> **Data section**
---

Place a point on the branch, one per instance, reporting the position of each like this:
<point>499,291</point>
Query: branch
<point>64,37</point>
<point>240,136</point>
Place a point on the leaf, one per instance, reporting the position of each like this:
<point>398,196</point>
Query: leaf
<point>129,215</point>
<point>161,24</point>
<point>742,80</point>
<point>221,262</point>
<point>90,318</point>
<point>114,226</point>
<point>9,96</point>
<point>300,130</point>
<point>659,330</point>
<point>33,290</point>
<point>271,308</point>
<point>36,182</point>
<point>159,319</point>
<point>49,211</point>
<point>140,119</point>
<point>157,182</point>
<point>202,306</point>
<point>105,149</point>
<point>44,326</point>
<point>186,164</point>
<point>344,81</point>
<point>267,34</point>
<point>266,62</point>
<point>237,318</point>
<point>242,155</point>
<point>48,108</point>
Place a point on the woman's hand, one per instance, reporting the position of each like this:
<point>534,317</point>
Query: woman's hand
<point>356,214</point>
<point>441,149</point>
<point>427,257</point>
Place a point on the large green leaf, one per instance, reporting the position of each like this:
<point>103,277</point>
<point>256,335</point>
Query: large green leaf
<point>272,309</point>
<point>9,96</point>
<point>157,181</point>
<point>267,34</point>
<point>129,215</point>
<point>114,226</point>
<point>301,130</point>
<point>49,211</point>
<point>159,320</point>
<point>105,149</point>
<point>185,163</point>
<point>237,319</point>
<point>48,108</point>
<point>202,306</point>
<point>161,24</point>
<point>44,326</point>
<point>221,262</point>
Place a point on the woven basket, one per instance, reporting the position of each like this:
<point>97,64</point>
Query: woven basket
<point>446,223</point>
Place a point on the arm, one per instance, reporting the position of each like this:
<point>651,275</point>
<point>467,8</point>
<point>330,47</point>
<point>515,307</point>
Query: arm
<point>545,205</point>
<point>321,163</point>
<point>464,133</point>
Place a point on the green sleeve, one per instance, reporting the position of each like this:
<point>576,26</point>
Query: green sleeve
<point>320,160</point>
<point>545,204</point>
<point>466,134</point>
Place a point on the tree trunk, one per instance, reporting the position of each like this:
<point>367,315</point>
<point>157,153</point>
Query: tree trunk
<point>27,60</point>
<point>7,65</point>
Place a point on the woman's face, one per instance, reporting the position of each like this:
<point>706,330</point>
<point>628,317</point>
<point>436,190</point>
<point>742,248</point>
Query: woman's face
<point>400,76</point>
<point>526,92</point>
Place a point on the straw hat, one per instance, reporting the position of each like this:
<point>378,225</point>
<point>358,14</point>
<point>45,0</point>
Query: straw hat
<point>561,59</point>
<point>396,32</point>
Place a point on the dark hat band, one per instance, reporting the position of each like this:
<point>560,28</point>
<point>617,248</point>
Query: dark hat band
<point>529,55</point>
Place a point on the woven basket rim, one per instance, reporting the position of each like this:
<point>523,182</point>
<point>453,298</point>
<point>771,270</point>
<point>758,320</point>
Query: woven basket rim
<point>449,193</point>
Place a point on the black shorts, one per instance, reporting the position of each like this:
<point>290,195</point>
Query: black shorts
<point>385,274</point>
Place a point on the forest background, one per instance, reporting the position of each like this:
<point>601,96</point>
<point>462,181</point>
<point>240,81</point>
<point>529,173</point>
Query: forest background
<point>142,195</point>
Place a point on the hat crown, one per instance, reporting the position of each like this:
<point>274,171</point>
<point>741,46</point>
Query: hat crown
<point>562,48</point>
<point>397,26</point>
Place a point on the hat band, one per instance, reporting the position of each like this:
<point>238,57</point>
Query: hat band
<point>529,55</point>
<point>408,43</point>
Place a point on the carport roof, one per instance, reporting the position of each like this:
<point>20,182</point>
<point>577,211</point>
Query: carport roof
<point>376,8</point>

---

> **Directions**
Using the listing above, reproduce each line without omission.

> **Solution for this problem**
Place a point on the branch, one per instance, reporting the position of each like this:
<point>499,291</point>
Query: branch
<point>64,37</point>
<point>240,136</point>
Place a point on the leaf, one per instance, reporting the position of each like this:
<point>398,196</point>
Query: leaf
<point>129,215</point>
<point>161,24</point>
<point>742,80</point>
<point>221,262</point>
<point>90,318</point>
<point>114,226</point>
<point>9,96</point>
<point>300,130</point>
<point>659,330</point>
<point>33,290</point>
<point>271,308</point>
<point>36,182</point>
<point>159,319</point>
<point>49,211</point>
<point>140,119</point>
<point>157,182</point>
<point>202,306</point>
<point>105,149</point>
<point>44,326</point>
<point>186,164</point>
<point>344,81</point>
<point>267,34</point>
<point>266,62</point>
<point>237,318</point>
<point>242,155</point>
<point>48,108</point>
Place a point on the woman's hand, one per instance, reporting the position of each like this:
<point>534,317</point>
Query: woman's hand
<point>356,214</point>
<point>441,149</point>
<point>427,257</point>
Place a point on the large green leaf, one per instance, reporting the position of each like this:
<point>103,277</point>
<point>256,335</point>
Query: large green leaf
<point>272,309</point>
<point>9,96</point>
<point>157,181</point>
<point>267,34</point>
<point>129,215</point>
<point>114,226</point>
<point>301,130</point>
<point>49,211</point>
<point>159,320</point>
<point>105,149</point>
<point>185,163</point>
<point>237,319</point>
<point>48,108</point>
<point>202,306</point>
<point>161,24</point>
<point>44,326</point>
<point>221,262</point>
Place a point on the woven basket, one per instance, reporting the position of each like this:
<point>97,64</point>
Query: woven basket
<point>446,223</point>
Place a point on the arm, one per instance, reporting the position of each like this:
<point>651,275</point>
<point>467,8</point>
<point>330,47</point>
<point>515,307</point>
Query: arm
<point>545,205</point>
<point>321,163</point>
<point>464,133</point>
Place a point on the green sleeve, one per instance, reporting the position of each like this:
<point>576,26</point>
Query: green sleeve
<point>320,160</point>
<point>545,204</point>
<point>466,134</point>
Place a point on the tree trunk, one per instance, reporting the position of each like this:
<point>367,315</point>
<point>157,153</point>
Query: tree trunk
<point>27,60</point>
<point>7,65</point>
Place a point on the woman's face, one per instance, reporting the position of each like this:
<point>706,330</point>
<point>628,317</point>
<point>436,190</point>
<point>742,248</point>
Query: woman's face
<point>400,76</point>
<point>526,92</point>
Place a point on the straw hat, one per instance, reporting the position of each like this:
<point>378,225</point>
<point>358,14</point>
<point>45,0</point>
Query: straw hat
<point>561,59</point>
<point>396,32</point>
Place a point on the dark hat band, one per instance, reporting the position of each like this:
<point>560,28</point>
<point>617,248</point>
Query: dark hat band
<point>529,55</point>
Place a point on the woven basket rim, one per instance, reporting the position of each like this:
<point>523,182</point>
<point>453,298</point>
<point>771,270</point>
<point>758,320</point>
Query: woven basket rim
<point>449,193</point>
Place a point on the black shorts, one per instance, reporting the position of each like this:
<point>290,195</point>
Query: black shorts
<point>385,274</point>
Place a point on the forest background, one per instance, reporting the position of each like this:
<point>601,96</point>
<point>462,181</point>
<point>240,81</point>
<point>529,173</point>
Query: forest background
<point>142,195</point>
Place a point on the hat crown, one per instance, reporting the position of each like this:
<point>274,171</point>
<point>741,46</point>
Query: hat crown
<point>562,48</point>
<point>397,26</point>
Place a point on the hat band, one per instance, reporting the position of each like this:
<point>238,57</point>
Query: hat band
<point>529,55</point>
<point>408,43</point>
Place a point on the carport roof, one per instance, reporting the position of each like this:
<point>20,182</point>
<point>577,211</point>
Query: carport roof
<point>376,8</point>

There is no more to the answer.